DIRECTIONS FOR THIS TASK. Write out the text about data storage with Atlas MongoDB word for word, from "To ensure data" up to and including "by Spotify’s WebApi.".

SOURCE EXTRACT.
To ensure data consistency across platforms, we utilize the Spotify Web API and Atlas MongoDB for accurate and consistent data collection and retrieval. This ensures seamless integration and reliable performance across TikTok, Spotify, and other music platforms. Leveraging Atlas MongoDB's cluster creation, replication, and sharding capabilities ensures high availability and scalability, supporting the platform's growth and the increasing demand for music discovery features.

1. Database:
   We utilized Atlas MongoDB as our database solution, taking advantage of its cluster creation, replication, and sharding capabilities to ensure high availability and scalability. The database structure is inspired by Spotify’s WebApi.

ENTRIES SHOWN.
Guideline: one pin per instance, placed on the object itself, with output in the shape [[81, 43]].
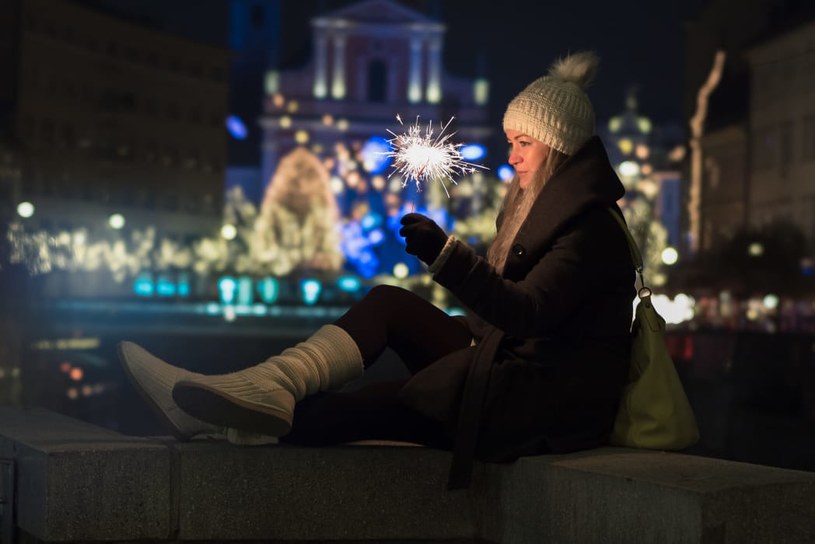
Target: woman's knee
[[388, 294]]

---

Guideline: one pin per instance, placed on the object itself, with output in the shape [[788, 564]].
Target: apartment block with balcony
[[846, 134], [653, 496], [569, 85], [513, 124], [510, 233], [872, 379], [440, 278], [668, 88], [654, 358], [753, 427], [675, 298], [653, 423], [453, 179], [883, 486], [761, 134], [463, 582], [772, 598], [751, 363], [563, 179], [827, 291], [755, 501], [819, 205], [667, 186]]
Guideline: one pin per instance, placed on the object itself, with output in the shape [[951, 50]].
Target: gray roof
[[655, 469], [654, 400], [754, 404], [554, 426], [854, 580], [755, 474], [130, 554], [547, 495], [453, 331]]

---

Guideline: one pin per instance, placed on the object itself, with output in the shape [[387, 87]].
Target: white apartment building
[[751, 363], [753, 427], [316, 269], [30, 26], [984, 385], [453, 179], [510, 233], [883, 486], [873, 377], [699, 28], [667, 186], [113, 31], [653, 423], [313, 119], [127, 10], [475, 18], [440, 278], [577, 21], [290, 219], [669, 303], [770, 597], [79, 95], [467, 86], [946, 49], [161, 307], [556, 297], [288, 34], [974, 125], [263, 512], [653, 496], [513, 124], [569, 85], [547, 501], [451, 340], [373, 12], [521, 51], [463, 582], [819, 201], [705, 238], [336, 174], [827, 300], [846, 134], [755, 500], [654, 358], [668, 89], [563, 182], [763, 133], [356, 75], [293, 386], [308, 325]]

OUTPUT.
To ensure data consistency across platforms, we utilize the Spotify Web API and Atlas MongoDB for accurate and consistent data collection and retrieval. This ensures seamless integration and reliable performance across TikTok, Spotify, and other music platforms. Leveraging Atlas MongoDB's cluster creation, replication, and sharding capabilities ensures high availability and scalability, supporting the platform's growth and the increasing demand for music discovery features.

1. Database:
   We utilized Atlas MongoDB as our database solution, taking advantage of its cluster creation, replication, and sharding capabilities to ensure high availability and scalability. The database structure is inspired by Spotify’s WebApi.